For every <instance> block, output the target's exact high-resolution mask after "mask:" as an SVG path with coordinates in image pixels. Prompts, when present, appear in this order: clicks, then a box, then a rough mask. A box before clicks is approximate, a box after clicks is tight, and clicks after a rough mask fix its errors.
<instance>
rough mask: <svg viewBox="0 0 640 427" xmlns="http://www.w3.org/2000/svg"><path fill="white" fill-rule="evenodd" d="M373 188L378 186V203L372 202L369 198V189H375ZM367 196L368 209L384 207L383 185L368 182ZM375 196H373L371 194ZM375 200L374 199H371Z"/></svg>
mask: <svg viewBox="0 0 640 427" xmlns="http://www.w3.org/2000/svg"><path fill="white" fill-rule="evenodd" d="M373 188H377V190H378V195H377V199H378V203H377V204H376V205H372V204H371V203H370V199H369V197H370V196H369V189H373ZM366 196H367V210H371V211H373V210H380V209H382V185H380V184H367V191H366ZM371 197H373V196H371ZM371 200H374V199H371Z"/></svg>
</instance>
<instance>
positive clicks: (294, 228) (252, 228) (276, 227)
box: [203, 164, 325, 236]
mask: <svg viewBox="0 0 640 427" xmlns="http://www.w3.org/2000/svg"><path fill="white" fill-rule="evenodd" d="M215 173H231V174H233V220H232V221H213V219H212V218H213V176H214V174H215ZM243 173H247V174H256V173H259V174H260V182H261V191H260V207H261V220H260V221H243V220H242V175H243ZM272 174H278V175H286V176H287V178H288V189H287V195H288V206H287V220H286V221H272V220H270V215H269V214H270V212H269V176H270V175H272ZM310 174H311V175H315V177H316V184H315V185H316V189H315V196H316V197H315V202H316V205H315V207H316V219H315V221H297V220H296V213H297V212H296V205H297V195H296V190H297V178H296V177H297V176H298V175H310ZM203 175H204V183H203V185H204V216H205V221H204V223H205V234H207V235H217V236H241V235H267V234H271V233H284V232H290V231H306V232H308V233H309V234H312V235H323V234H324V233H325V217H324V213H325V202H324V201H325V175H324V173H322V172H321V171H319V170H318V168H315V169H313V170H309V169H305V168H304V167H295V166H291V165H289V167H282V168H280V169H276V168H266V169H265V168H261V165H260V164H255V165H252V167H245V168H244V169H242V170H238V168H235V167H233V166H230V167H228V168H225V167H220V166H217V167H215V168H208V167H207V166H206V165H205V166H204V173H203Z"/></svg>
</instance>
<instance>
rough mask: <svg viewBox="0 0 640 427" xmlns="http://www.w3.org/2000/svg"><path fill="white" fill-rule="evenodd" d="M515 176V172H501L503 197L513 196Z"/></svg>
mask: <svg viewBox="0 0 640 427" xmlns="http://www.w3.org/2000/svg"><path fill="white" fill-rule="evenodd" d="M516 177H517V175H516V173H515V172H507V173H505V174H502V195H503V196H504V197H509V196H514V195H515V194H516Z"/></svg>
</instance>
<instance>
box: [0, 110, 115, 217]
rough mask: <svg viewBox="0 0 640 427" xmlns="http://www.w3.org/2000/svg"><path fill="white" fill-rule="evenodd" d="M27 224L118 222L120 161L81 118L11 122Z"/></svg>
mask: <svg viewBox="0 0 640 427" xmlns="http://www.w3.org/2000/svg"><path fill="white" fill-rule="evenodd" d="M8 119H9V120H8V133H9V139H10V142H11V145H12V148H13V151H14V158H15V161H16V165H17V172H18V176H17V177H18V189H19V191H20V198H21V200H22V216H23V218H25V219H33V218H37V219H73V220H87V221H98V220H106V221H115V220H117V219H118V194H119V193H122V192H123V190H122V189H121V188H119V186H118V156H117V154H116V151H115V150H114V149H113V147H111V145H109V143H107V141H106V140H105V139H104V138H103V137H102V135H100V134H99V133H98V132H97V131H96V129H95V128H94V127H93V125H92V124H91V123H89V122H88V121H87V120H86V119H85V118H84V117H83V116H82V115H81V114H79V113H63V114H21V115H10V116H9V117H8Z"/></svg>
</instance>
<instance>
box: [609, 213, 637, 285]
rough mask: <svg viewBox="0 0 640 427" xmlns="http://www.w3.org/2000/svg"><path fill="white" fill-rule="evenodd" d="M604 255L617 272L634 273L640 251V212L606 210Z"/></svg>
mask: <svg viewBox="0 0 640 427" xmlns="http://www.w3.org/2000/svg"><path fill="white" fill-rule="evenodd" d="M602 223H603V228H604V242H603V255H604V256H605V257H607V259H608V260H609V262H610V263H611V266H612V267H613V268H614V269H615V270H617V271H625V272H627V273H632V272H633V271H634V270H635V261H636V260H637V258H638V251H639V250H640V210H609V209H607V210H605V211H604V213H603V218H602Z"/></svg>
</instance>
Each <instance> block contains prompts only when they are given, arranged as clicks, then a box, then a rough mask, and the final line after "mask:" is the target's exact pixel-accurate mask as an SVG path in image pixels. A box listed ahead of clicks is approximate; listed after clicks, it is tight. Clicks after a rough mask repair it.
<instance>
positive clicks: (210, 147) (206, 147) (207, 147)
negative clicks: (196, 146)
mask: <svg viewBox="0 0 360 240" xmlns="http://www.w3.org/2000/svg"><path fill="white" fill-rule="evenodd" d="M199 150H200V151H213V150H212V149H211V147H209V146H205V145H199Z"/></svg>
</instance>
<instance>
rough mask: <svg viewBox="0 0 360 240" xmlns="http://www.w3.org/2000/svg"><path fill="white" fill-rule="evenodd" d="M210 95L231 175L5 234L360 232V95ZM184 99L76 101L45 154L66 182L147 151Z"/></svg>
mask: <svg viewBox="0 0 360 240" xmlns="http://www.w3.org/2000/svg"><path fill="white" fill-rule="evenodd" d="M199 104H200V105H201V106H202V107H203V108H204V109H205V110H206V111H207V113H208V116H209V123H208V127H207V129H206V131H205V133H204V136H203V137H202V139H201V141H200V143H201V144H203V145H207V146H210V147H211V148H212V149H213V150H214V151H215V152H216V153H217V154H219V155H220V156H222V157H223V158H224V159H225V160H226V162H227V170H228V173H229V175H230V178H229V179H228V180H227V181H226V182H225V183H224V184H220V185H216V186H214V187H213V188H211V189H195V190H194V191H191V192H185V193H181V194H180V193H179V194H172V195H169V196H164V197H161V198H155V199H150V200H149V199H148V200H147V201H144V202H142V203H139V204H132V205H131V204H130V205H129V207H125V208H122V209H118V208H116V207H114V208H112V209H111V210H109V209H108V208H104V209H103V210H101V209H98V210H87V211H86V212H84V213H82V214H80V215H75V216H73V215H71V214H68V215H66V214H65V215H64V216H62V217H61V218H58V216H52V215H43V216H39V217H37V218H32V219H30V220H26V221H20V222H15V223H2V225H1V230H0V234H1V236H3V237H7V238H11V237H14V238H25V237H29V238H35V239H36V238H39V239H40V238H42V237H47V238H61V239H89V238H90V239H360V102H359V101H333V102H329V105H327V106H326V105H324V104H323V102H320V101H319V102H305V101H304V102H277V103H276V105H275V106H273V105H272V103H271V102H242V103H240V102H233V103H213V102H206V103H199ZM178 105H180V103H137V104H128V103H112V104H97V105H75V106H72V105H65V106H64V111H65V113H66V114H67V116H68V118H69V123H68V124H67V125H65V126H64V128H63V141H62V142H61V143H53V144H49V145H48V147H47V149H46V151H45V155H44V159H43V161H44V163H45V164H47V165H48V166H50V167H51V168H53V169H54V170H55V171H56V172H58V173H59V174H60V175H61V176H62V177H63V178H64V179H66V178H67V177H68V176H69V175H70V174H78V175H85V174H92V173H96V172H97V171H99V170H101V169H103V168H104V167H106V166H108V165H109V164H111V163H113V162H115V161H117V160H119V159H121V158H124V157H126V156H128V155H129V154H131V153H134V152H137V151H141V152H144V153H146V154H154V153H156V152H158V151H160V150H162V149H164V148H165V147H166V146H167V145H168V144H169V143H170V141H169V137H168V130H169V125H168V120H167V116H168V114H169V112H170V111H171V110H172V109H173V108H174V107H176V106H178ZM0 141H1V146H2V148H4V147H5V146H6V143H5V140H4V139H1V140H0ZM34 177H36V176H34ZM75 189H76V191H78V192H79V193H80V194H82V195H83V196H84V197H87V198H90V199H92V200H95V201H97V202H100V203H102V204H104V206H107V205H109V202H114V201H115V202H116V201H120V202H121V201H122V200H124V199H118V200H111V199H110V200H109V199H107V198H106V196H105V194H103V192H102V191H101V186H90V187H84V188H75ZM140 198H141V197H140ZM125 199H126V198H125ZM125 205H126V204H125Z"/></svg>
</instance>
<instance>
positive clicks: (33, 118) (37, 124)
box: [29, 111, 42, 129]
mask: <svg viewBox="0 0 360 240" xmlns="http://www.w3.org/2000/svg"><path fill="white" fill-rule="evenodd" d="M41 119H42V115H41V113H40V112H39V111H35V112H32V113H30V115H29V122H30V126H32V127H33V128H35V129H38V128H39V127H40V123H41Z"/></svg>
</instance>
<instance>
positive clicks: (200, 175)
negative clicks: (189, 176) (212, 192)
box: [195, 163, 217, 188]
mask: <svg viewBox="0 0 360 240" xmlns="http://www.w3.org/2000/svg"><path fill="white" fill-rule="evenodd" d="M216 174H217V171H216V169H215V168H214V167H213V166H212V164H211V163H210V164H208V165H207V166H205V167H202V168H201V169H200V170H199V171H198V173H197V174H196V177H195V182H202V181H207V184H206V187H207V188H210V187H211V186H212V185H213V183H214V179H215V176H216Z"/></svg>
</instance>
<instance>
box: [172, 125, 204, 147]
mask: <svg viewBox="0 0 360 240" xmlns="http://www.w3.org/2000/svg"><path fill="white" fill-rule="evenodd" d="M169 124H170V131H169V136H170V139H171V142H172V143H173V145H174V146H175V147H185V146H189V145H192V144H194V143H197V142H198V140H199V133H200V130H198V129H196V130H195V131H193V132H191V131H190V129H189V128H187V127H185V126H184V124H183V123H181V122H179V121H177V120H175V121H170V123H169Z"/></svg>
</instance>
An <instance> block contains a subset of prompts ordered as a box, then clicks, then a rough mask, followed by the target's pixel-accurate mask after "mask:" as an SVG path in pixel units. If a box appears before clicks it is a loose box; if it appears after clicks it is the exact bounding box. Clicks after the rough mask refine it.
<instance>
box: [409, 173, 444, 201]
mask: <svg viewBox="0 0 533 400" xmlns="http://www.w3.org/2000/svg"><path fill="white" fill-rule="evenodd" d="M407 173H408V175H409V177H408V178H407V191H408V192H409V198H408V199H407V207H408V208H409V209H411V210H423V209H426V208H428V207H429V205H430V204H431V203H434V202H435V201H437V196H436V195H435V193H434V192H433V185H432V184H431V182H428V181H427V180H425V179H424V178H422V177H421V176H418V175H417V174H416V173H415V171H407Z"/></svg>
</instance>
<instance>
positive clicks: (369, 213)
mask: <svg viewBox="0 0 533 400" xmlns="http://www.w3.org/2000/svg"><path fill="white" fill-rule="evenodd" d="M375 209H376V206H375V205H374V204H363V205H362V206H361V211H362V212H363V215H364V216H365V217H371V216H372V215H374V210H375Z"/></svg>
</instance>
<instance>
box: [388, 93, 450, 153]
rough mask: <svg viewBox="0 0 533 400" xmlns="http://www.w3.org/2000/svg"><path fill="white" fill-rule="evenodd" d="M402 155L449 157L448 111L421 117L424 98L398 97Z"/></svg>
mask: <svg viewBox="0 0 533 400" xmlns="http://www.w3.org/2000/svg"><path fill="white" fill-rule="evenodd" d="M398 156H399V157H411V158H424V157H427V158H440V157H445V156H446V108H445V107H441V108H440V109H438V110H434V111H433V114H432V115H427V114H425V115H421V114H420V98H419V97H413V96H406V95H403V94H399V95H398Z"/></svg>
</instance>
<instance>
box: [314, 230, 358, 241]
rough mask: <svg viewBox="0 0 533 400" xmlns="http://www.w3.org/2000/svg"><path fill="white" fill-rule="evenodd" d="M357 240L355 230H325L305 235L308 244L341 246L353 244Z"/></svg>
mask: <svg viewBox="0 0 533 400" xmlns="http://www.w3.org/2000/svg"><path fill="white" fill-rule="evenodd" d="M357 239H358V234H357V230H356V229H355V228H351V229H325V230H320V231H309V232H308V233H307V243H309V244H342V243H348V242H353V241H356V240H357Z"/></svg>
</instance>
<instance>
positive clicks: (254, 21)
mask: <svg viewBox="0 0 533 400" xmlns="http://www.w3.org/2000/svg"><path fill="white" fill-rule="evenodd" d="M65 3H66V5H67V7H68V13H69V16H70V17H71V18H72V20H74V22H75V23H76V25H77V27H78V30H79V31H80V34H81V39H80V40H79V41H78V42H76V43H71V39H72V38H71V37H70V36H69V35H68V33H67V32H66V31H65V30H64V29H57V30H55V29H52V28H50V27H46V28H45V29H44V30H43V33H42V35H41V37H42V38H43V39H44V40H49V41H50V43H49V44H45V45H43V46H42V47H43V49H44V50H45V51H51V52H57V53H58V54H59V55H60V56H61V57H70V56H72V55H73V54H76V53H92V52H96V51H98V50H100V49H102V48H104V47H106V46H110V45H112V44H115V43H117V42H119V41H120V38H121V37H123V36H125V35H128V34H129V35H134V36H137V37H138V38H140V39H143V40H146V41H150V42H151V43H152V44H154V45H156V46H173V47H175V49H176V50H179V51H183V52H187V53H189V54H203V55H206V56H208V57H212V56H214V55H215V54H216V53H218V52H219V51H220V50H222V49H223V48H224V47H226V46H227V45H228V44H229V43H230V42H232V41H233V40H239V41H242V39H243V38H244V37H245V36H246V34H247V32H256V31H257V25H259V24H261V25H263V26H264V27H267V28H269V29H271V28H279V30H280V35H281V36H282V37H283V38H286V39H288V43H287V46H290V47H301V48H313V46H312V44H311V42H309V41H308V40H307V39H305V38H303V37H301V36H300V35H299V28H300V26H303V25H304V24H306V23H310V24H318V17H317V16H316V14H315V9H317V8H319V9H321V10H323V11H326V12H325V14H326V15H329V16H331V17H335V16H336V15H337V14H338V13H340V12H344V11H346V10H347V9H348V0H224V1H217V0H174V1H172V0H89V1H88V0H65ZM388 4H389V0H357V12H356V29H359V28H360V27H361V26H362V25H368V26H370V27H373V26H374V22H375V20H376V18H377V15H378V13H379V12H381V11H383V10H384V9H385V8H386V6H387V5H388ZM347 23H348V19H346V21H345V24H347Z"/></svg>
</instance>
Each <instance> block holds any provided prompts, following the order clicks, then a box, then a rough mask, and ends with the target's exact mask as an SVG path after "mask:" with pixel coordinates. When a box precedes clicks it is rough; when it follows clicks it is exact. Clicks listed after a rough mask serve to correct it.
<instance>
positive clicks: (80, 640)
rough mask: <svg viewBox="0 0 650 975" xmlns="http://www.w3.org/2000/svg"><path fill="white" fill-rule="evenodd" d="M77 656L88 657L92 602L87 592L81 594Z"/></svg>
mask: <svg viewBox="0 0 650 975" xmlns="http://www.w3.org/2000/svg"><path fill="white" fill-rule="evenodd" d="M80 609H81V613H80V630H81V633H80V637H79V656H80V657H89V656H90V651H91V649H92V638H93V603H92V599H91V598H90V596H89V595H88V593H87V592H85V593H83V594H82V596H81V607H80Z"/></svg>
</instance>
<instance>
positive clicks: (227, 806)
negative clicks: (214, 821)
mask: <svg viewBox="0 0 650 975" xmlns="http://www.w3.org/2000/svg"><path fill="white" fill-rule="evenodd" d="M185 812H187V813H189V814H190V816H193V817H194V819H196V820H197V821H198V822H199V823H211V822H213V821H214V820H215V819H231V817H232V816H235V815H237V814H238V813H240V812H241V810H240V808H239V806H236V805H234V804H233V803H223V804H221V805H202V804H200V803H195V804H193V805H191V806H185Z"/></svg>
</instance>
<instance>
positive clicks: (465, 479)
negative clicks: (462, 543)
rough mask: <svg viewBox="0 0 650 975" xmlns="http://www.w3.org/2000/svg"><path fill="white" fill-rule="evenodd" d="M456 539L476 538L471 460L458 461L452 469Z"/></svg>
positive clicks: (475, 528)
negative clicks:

● ● ●

_To-do item_
List every line above that contains the word "Each". Case counts.

_Answer to this exercise_
Each <instance> block contains prompts only when they are given, arranged as clicks, then a box, then a rough mask, and the final line after "mask:" is the target's exact pixel-accurate mask as an SVG path in image pixels. A box listed ahead of clicks is approximate; listed after clicks, it is tight. Clicks after a rough mask repair it.
Each <instance> block holds any provided prompts, following the order clicks, then a box, then a rough mask, and ends with the target's exact mask as an SVG path after "mask:" with pixel coordinates. When a box precedes clicks it is rough; when it follows clicks it is exact. Clicks listed after a rough mask serve to correct it.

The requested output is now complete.